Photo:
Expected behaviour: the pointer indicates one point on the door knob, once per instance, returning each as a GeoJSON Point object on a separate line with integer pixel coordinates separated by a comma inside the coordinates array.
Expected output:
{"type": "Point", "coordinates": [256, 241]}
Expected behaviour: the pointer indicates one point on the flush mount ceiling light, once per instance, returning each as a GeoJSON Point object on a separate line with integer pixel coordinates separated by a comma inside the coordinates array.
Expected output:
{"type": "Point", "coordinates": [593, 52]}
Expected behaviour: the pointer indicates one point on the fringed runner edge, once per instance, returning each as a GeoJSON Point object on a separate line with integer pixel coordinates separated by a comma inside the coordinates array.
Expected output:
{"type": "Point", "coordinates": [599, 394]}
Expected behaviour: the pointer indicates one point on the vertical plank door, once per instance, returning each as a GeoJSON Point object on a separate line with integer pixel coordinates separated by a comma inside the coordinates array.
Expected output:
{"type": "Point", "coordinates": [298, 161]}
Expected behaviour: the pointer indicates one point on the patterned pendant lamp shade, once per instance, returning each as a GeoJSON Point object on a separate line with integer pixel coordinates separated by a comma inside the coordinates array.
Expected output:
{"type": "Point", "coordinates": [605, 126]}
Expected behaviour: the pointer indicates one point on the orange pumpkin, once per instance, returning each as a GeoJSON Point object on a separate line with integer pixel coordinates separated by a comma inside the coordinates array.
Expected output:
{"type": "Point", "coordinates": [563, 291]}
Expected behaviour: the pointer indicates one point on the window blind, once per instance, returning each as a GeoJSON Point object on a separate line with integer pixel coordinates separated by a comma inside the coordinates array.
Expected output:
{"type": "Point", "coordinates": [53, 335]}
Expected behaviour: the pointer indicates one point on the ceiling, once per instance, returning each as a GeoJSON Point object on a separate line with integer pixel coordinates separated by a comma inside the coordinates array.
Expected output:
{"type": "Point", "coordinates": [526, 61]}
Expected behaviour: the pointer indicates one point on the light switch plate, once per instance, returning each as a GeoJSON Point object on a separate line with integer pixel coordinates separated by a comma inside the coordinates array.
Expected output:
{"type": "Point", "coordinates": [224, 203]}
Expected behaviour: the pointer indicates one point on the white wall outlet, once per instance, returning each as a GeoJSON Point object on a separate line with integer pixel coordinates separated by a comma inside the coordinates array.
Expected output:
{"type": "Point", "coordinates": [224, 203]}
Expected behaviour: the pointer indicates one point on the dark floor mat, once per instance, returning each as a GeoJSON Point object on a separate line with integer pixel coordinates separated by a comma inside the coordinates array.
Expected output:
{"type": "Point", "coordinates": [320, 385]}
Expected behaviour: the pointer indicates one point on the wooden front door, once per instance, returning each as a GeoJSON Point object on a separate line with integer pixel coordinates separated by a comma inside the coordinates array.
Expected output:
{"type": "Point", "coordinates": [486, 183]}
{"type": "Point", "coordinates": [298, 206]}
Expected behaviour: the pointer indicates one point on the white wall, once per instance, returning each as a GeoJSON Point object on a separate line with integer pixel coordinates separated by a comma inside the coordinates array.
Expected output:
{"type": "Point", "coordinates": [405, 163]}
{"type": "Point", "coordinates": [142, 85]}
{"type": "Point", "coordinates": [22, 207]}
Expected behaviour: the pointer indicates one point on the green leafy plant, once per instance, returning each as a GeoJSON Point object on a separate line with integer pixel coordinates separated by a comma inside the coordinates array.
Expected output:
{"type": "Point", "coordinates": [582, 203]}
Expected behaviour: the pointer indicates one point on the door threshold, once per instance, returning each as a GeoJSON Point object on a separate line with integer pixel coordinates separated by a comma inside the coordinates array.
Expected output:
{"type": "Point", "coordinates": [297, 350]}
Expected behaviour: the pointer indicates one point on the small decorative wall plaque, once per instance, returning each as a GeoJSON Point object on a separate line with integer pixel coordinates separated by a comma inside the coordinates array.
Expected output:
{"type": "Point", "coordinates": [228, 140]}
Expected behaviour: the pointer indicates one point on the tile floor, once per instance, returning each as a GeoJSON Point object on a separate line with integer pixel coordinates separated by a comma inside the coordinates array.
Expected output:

TASK TO COMPLETE:
Each line of the listing is to be repeated without alteration.

SOLUTION FOR THIS EXERCISE:
Photo:
Expected behaviour: the pointer indicates one point on the door knob, once per instance, returning each as a GeoJSON Point object on a separate line with integer pixel coordinates separated by a comma inside the coordinates array.
Expected output:
{"type": "Point", "coordinates": [256, 241]}
Expected behaviour: the pointer indicates one point on the flush mount ceiling light, once per instance, returning each as a GeoJSON Point object on a separate line with integer pixel coordinates separated by a comma inside the coordinates array.
Expected output:
{"type": "Point", "coordinates": [593, 52]}
Expected behaviour: the pointer indicates one point on the fringed runner edge, once per instance, returning each as a GeoJSON Point object on a separate line with integer pixel coordinates separated by a comma inside the coordinates array.
Expected output:
{"type": "Point", "coordinates": [599, 394]}
Expected behaviour: the pointer indicates one point on the vertical plank door, once per instance, returning each as a GeoJSON Point object on a separate line with integer pixel coordinates separated by a comma inside the coordinates array.
Expected output:
{"type": "Point", "coordinates": [298, 161]}
Expected behaviour: the pointer indicates one point on the patterned pendant lamp shade, once per instance, returning each as a GeoJSON Point object on a separate line with integer pixel coordinates separated by a comma inside the coordinates array.
Expected output:
{"type": "Point", "coordinates": [605, 126]}
Expected behaviour: the pointer indicates one point on the orange pumpkin, once per instance, returning each as a GeoJSON Point object on a separate line with integer pixel coordinates separated by a comma inside the coordinates array.
Expected output:
{"type": "Point", "coordinates": [563, 291]}
Expected behaviour: the pointer indicates one point on the window blind, once per instance, returning each as a GeoJSON Point object on a separate line with integer pixel coordinates separated by a comma inside the coordinates array.
Expected output:
{"type": "Point", "coordinates": [53, 335]}
Expected behaviour: the pointer indicates one point on the ceiling, once per instance, returning each as a GeoJSON Point object on a separate line with integer pixel coordinates separated by a comma inside the coordinates array.
Expected output:
{"type": "Point", "coordinates": [526, 61]}
Expected behaviour: the pointer indicates one point on the light switch plate, once per instance, returning each as a GeoJSON Point object on a separate line with integer pixel coordinates separated by a comma inside the coordinates array.
Expected output:
{"type": "Point", "coordinates": [224, 203]}
Expected behaviour: the pointer indicates one point on the white wall outlet, once per instance, returning each as a GeoJSON Point object on a separate line with integer pixel coordinates separated by a comma inside the coordinates array.
Expected output:
{"type": "Point", "coordinates": [224, 203]}
Expected behaviour: the pointer indicates one point on the dark floor mat, once per instance, returning each as a GeoJSON Point object on a separate line with integer pixel coordinates separated by a comma inside the coordinates array.
Expected output:
{"type": "Point", "coordinates": [320, 385]}
Expected behaviour: the pointer indicates one point on the wooden front door, once per instance, returning each as a GeoJSON Point object on a separate line with integer pixel coordinates separated by a comma inside the coordinates array.
Expected output:
{"type": "Point", "coordinates": [486, 183]}
{"type": "Point", "coordinates": [298, 206]}
Expected behaviour: the pointer indicates one point on the white wall, once per instance, returning each as a GeoJSON Point object on a separate line with integer pixel coordinates separated by a comma inside the coordinates array.
Expected output:
{"type": "Point", "coordinates": [405, 163]}
{"type": "Point", "coordinates": [142, 85]}
{"type": "Point", "coordinates": [22, 207]}
Expected behaviour: the pointer indicates one point on the green leafy plant, once per instance, returning each as a GeoJSON Point object on a separate line with integer pixel coordinates separated by a comma inside the coordinates array.
Expected output:
{"type": "Point", "coordinates": [582, 203]}
Expected behaviour: the pointer indicates one point on the door threshold, once per instance, returning each as a GeoJSON Point object on a separate line with integer pixel coordinates separated by a comma inside the coordinates array.
Expected output:
{"type": "Point", "coordinates": [297, 350]}
Expected behaviour: the pointer indicates one point on the small decorative wall plaque, once per instance, returning each as a GeoJSON Point object on a separate line with integer pixel coordinates separated by a comma inside the coordinates array.
Expected output:
{"type": "Point", "coordinates": [228, 140]}
Expected behaviour: the pointer indicates one point on the tile floor, once per instance, returning each as a GeoJSON Point object on a separate line with integer pixel coordinates separated by a comma inside the coordinates array.
Expected output:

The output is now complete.